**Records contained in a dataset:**
+++++
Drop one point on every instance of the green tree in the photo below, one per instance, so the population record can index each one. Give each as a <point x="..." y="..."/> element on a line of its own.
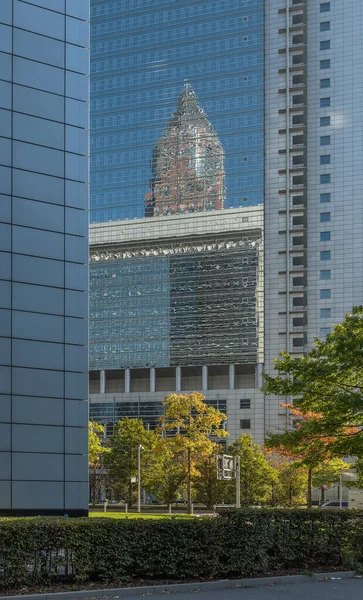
<point x="328" y="473"/>
<point x="122" y="459"/>
<point x="291" y="485"/>
<point x="96" y="454"/>
<point x="257" y="475"/>
<point x="327" y="388"/>
<point x="209" y="490"/>
<point x="194" y="422"/>
<point x="305" y="451"/>
<point x="166" y="470"/>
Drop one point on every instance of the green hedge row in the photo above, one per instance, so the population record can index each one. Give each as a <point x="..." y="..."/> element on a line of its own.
<point x="241" y="543"/>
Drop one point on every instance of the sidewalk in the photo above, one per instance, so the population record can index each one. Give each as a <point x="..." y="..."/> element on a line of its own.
<point x="326" y="586"/>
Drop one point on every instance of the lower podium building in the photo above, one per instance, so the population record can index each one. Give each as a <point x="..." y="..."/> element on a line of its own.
<point x="176" y="305"/>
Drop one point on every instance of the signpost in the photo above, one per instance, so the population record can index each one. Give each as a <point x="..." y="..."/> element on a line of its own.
<point x="229" y="467"/>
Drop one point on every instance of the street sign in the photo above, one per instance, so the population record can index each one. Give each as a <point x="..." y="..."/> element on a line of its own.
<point x="225" y="467"/>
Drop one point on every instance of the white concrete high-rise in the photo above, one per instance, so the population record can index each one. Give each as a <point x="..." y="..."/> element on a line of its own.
<point x="280" y="82"/>
<point x="313" y="175"/>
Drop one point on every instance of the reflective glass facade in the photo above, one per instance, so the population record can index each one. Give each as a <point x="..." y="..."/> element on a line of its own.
<point x="143" y="54"/>
<point x="168" y="305"/>
<point x="177" y="184"/>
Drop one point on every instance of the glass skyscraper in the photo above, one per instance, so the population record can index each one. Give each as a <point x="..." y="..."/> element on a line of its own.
<point x="224" y="202"/>
<point x="143" y="54"/>
<point x="177" y="190"/>
<point x="44" y="66"/>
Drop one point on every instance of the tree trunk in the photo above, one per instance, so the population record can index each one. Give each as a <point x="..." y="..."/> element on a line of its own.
<point x="309" y="495"/>
<point x="189" y="486"/>
<point x="130" y="494"/>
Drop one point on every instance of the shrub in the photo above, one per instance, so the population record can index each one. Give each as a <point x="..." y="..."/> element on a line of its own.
<point x="242" y="543"/>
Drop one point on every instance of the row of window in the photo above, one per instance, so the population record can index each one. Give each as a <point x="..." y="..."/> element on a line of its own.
<point x="325" y="159"/>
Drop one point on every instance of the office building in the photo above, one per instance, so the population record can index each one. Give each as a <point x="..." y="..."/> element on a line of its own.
<point x="44" y="66"/>
<point x="225" y="194"/>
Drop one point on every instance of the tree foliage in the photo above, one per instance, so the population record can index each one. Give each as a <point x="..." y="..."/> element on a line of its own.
<point x="122" y="460"/>
<point x="193" y="423"/>
<point x="289" y="489"/>
<point x="327" y="389"/>
<point x="166" y="471"/>
<point x="96" y="454"/>
<point x="209" y="490"/>
<point x="257" y="474"/>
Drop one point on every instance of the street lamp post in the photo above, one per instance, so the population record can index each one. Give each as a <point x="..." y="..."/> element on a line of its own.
<point x="139" y="448"/>
<point x="238" y="481"/>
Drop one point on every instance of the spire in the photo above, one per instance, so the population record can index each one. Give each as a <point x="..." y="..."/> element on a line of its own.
<point x="187" y="108"/>
<point x="188" y="162"/>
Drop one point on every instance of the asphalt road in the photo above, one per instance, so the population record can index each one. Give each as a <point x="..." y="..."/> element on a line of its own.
<point x="345" y="589"/>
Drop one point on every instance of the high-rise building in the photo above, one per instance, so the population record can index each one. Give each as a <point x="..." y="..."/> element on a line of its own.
<point x="44" y="65"/>
<point x="225" y="211"/>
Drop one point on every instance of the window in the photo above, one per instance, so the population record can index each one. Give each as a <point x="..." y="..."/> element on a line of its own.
<point x="244" y="403"/>
<point x="298" y="322"/>
<point x="298" y="281"/>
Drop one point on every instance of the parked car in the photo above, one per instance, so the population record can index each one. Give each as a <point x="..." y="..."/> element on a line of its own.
<point x="334" y="504"/>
+++++
**What to do:** Your answer must be an exact copy of the records, with no pictures in it.

**Result of this task:**
Drop one point on every instance of the green tree in the photo below, one per instance, so the population record can index each one. Give each as a <point x="..." y="..."/> element on a line of its own.
<point x="328" y="473"/>
<point x="122" y="459"/>
<point x="291" y="485"/>
<point x="96" y="454"/>
<point x="257" y="475"/>
<point x="327" y="388"/>
<point x="209" y="490"/>
<point x="194" y="422"/>
<point x="305" y="451"/>
<point x="166" y="470"/>
Drop one point on every instance of the green hedge row in the photo above, one per instance, so the population record can index each one. Give each as a <point x="..." y="..."/> element on a line of its own.
<point x="241" y="543"/>
Drop one point on every instance of the sidewalk in the photo above, one per instance, so the population record can index each one. Give each as a <point x="..." y="..."/> element on a line of its own.
<point x="326" y="586"/>
Drop one point on every instance of the lower podium building in the photo above, one per instance, so the population record can index each one. Give each as a <point x="..." y="..."/> element on a line of its own.
<point x="176" y="305"/>
Drop one point on every instance of the signpost in the photo above, one per instance, so the population record can index each one. Give each as a <point x="..." y="..."/> element on a line of its own.
<point x="229" y="467"/>
Drop one point on every instance of the street sign in the photo above, one per instance, so the population record can index each one. Give each as a <point x="..." y="..."/> element on a line of its own.
<point x="225" y="467"/>
Drop one point on every instance of the white concrete high-rise in the photo above, one per instance, so the population record can index each one. Give each as a <point x="..." y="..."/> element on a line of its own.
<point x="280" y="82"/>
<point x="313" y="175"/>
Drop one point on every instance of the reflective glass facade in the photo above, one per instance, so the population record can index each one. Give each as a <point x="..." y="..."/> element on a line of its own.
<point x="143" y="54"/>
<point x="168" y="305"/>
<point x="177" y="184"/>
Drop one point on every instance of the glass skyscraper in the photo above, one per instance, so the population record can index each one. Give each as a <point x="..." y="..."/> element on a line of its own.
<point x="224" y="202"/>
<point x="143" y="54"/>
<point x="177" y="190"/>
<point x="44" y="66"/>
Drop one point on every instance of the tree trunk in the photo above, one per instance, so the population record can index each one. Give each as a <point x="..." y="..."/> element on a line of its own.
<point x="309" y="495"/>
<point x="189" y="486"/>
<point x="130" y="494"/>
Drop one point on every instance of the shrub in the photo above, one per instance, so the population record can index each one. Give each as a <point x="..." y="..."/> element on a line of its own.
<point x="242" y="543"/>
Drop one point on every instance of the row of window in the photo above, one per instance, so the population record can index each one. Give each as a <point x="..." y="..."/> element on a line of its own.
<point x="325" y="159"/>
Drop one point on every instance of the office building in the photo above, one per instance, so the population record can index each one. Give each as a <point x="..." y="..."/> element on a line of its own.
<point x="44" y="66"/>
<point x="225" y="194"/>
Drop one point on every instance of the tree foliage in the photo above, one per instance, so the population record can index each one. Give each as a <point x="..." y="..."/> element on a line of its own.
<point x="122" y="460"/>
<point x="193" y="423"/>
<point x="289" y="489"/>
<point x="327" y="389"/>
<point x="166" y="471"/>
<point x="96" y="454"/>
<point x="209" y="490"/>
<point x="257" y="474"/>
Drop one point on every instance of the street lamp post in the photo above, one per instance, so the population record can index each one. Give each as a <point x="..." y="..."/> element on a line of its own.
<point x="139" y="448"/>
<point x="238" y="481"/>
Drop one point on every instance of the spire in the photo above, one per instance, so the population record can index each one. Give each as a <point x="..." y="..."/> element on a line of its own.
<point x="187" y="108"/>
<point x="188" y="162"/>
Drop one point on every instance of the asphalt road in the photo above, one per instance, so the population record can index each one. Give each as a <point x="..." y="..."/> element on a line of its own.
<point x="345" y="589"/>
Drop one point on every instance of the high-rise building in the photo above, one per instance, so the population record can index each one. Give each as a <point x="..." y="..."/> element on a line of its own.
<point x="44" y="65"/>
<point x="225" y="211"/>
Drop one point on every instance of the window in the photo above, one per instance, so the population record can index each one. Give each as a <point x="..." y="..."/> element on a line of its own.
<point x="244" y="403"/>
<point x="298" y="322"/>
<point x="298" y="281"/>
Drop one point on every instance of the parked car in the photo above, one per instance, so the population record can index each one. Give each as a <point x="..." y="..."/> element on a line of its own.
<point x="334" y="504"/>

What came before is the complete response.